- Aim of the exercise: Express each of the following lines as one string in a JSON list, in order, leaving out any blank lines.

- Extracted records:
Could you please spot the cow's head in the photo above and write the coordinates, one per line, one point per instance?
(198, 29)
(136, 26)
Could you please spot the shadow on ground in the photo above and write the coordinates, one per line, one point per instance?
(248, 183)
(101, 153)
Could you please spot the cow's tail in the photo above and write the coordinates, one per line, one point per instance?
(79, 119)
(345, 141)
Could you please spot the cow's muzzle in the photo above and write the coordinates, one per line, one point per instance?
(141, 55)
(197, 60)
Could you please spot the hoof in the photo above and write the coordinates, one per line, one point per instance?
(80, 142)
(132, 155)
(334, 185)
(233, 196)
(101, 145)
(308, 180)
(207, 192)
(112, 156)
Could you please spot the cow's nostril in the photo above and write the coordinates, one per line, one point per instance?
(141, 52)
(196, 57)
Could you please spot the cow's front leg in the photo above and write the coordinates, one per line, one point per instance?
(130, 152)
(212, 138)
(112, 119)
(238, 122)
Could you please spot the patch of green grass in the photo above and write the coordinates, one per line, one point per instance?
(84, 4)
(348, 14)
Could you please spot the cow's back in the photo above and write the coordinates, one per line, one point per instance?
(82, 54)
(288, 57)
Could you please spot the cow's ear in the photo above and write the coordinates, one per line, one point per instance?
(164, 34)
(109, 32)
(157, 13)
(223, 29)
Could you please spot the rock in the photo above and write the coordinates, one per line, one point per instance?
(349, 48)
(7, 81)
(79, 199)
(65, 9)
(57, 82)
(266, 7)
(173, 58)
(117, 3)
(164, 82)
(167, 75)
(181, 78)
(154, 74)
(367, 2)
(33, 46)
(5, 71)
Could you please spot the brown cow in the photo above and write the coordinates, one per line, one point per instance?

- Task response:
[
  "Could you please spot the cow's head in the photo above and write the coordinates, one per line, one point per instance?",
  "(198, 29)",
  "(136, 26)",
  "Could you please spot the shadow on ground in the photo above and write the coordinates, one per line, one point per instance?",
  "(248, 183)",
  "(101, 153)",
  "Could you please spot the cow's tail in the photo above and write the coordinates, one per line, one point per instance?",
  "(79, 119)",
  "(345, 141)",
  "Could you please spot the cow's muzzle in the photo above and write the coordinates, one per line, one point per instance?",
  "(141, 55)",
  "(197, 60)",
  "Could you please spot the hoof in the photo above and write the coordinates, one per line, one point per instance?",
  "(80, 142)",
  "(132, 155)",
  "(334, 185)",
  "(233, 196)",
  "(101, 145)",
  "(308, 180)",
  "(207, 192)",
  "(112, 156)",
  "Could you please spot the cow's nostril in the photo above and write the coordinates, one per line, one point per instance?",
  "(141, 52)",
  "(196, 57)",
  "Could you please spot the cow's front leg in the photo above and write the coordinates, one per line, one point per instance?",
  "(130, 152)",
  "(212, 138)",
  "(112, 119)",
  "(238, 122)",
  "Could you please spot the patch of green grass in the photo above and write the coordinates, one per line, one point per instance?",
  "(84, 4)",
  "(348, 14)",
  "Could you please spot the cow's back in the photo above and write the coordinates, one per line, one point per instance?",
  "(82, 54)",
  "(288, 57)",
  "Could you please spot the cow's ear in the photo above and write the coordinates, one per line, one point per instance?",
  "(164, 34)",
  "(109, 32)",
  "(157, 13)",
  "(223, 29)",
  "Could you please spot the rock in the photo above and write the coordinates, one per line, one point per instance?",
  "(349, 48)",
  "(7, 81)",
  "(79, 199)",
  "(65, 9)",
  "(57, 82)",
  "(266, 7)",
  "(173, 58)",
  "(117, 3)",
  "(164, 82)",
  "(167, 75)",
  "(181, 78)",
  "(154, 74)",
  "(367, 2)",
  "(33, 46)",
  "(5, 71)",
  "Could you please spot the brown cow in the photo above and write the coordinates, one per line, one point per instance?"
]